■ TEXT EXTRACT:
--- START ---

MAC champion Tangerine Bowl champion

Tangerine Bowl, W 40–12 vs. William & Mary
- Conference: Mid-American Conference

Ranking
- Coaches: No. 17
- AP: No. 12
- Record: 12–0 (5–0 MAC)
- Head coach: Frank Lauterbur (8th season);
- Offensive coordinator: Dave Hardy (3rd season)
- Defensive coordinator: Dick Strahm (1st season)
- Captains: Tom Duncan; Tony Harris;
- Home stadium: Glass Bowl

= 1970 Toledo Rockets football team =

American college football season

The 1970 Toledo Rockets football team was an American football team that represented the University of Toledo in the Mid-American Conference (MAC) during the 1970 NCAA University Division football season. In their eighth and final season under head coach Frank Lauterbur, the Rockets compiled a 12–0 record, outscored all opponents by a combined total of 384 to 88, and won the MAC championship. The season ended with a 40–12 victory over Southern Conference champion William & Mary in the 1970 Tangerine Bowl. The Rockets were ranked No. 12 in the final AP Poll and No. 17 in the final UPI Poll. After the Tangerine Bowl, William & Mary head coach Lou Holtz said, "Toledo can play football with anyone – that includes teams like Ohio State and Texas."

The 1970 season was part of a 35-game winning streak that consisted of three consecutive seasons from 1969 through 1971. During the streak, Toledo won three consecutive MAC championships and three consecutive bowl games, led the nation in total defense all three years, and outscored opponents by a combined total of 1,152 to 344. It remains the second longest winning streak in modern Division I-A college football history behind Oklahoma's 47-game streak in the 1950s.

The defense led the way for the 1970 team, allowing 104.8 rushing yards, 185.8 total yards, 3.7 turnovers forced, and 7.3 points per game. In a game against Dayton, Toledo allowed only 44 yards of total offense, zero rushing first downs, and zero passing yards, each of which remains a program record. In a 52–3 victory over Marshall, the team forced seven turnovers.

Defensive tackle Mel Long was selected as a first-team All-American by the Newspaper Enterprise Association. Eleven Toledo players received first-team All-MAC honors: Mel Long, quarterback Chuck Ealey, fullback Charlie Cole, end Don Fair, offensive guard Bob Caverly, offensive tackle Ken Wilson, defensive end Bob Rose, linebacker John Niezgoda, middle guard Steve Schnitkey, and defensive backs Tom Duncan and Gary Hinkson.

--- END ---

■ WRITTEN PROBLEM A: From the rows, reproduce verbatim the part that opens with the line containing "Place one keypoint on each instance of the yellow dashed" and closes with the line containing "(1066, 463)", including both of those lines.

■ DATASET:

--- START ---

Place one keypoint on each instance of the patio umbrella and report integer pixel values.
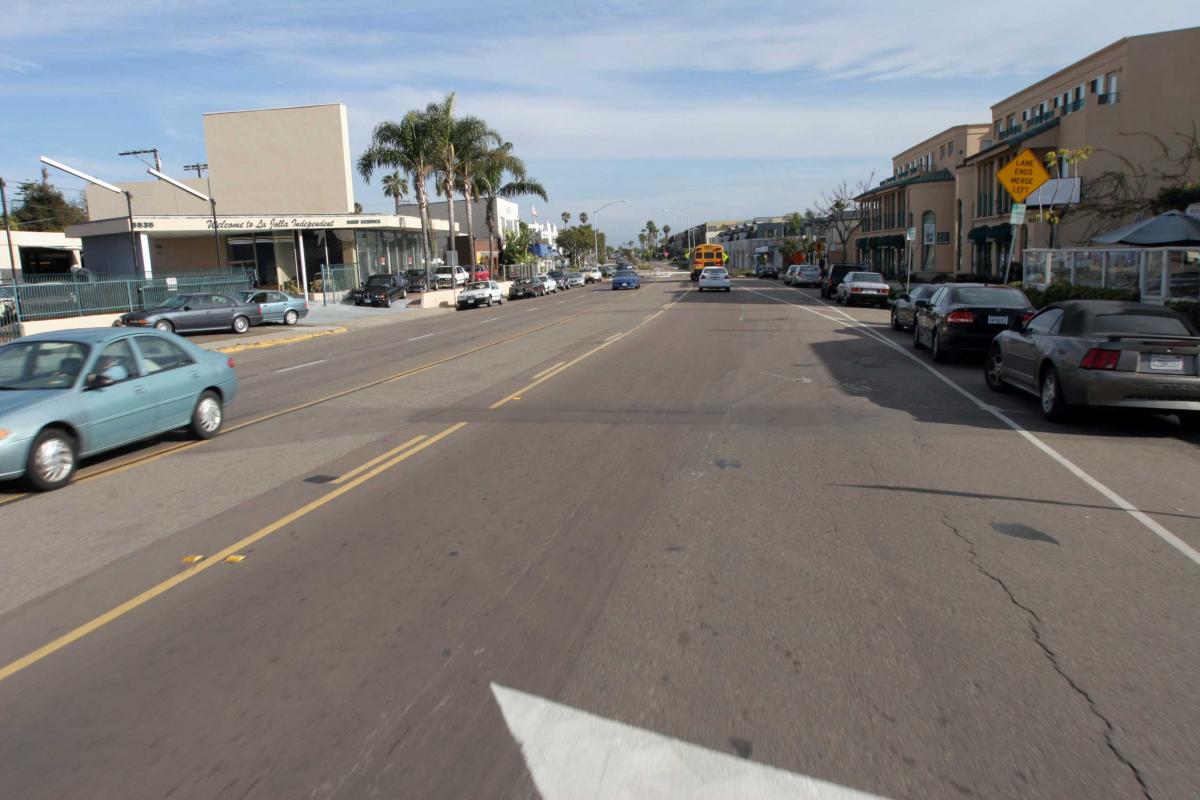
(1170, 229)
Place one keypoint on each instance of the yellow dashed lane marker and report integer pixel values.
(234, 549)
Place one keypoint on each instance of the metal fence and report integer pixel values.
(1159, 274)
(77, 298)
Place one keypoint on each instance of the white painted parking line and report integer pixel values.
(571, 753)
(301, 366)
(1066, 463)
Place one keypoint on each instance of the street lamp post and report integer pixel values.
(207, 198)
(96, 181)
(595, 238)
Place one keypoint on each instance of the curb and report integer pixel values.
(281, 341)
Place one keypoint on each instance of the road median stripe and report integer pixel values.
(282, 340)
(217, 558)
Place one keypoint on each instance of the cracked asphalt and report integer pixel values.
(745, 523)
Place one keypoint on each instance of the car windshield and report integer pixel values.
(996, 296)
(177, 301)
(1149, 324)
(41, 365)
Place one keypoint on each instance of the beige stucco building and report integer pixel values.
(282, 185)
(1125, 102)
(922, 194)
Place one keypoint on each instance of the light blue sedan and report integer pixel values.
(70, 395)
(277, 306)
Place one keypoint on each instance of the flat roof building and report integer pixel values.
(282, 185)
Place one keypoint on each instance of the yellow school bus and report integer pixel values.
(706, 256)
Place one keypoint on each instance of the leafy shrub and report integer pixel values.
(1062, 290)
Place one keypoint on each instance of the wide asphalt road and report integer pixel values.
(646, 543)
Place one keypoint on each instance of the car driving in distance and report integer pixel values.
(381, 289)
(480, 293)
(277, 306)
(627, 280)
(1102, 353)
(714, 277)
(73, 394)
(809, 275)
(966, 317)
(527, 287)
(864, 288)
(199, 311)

--- END ---

■ WRITTEN PROBLEM B: According to the text on the 1970 Toledo Rockets football team, which player did the Newspaper Enterprise Association select as a first-team All-American?

■ CORRECT RESPONSE A:
Place one keypoint on each instance of the yellow dashed lane marker and report integer pixel values.
(234, 549)
Place one keypoint on each instance of the metal fence and report integer pixel values.
(1159, 274)
(77, 298)
Place one keypoint on each instance of the white painted parking line and report integer pixel values.
(571, 753)
(301, 366)
(1066, 463)

■ CORRECT RESPONSE B: Defensive tackle Mel Long.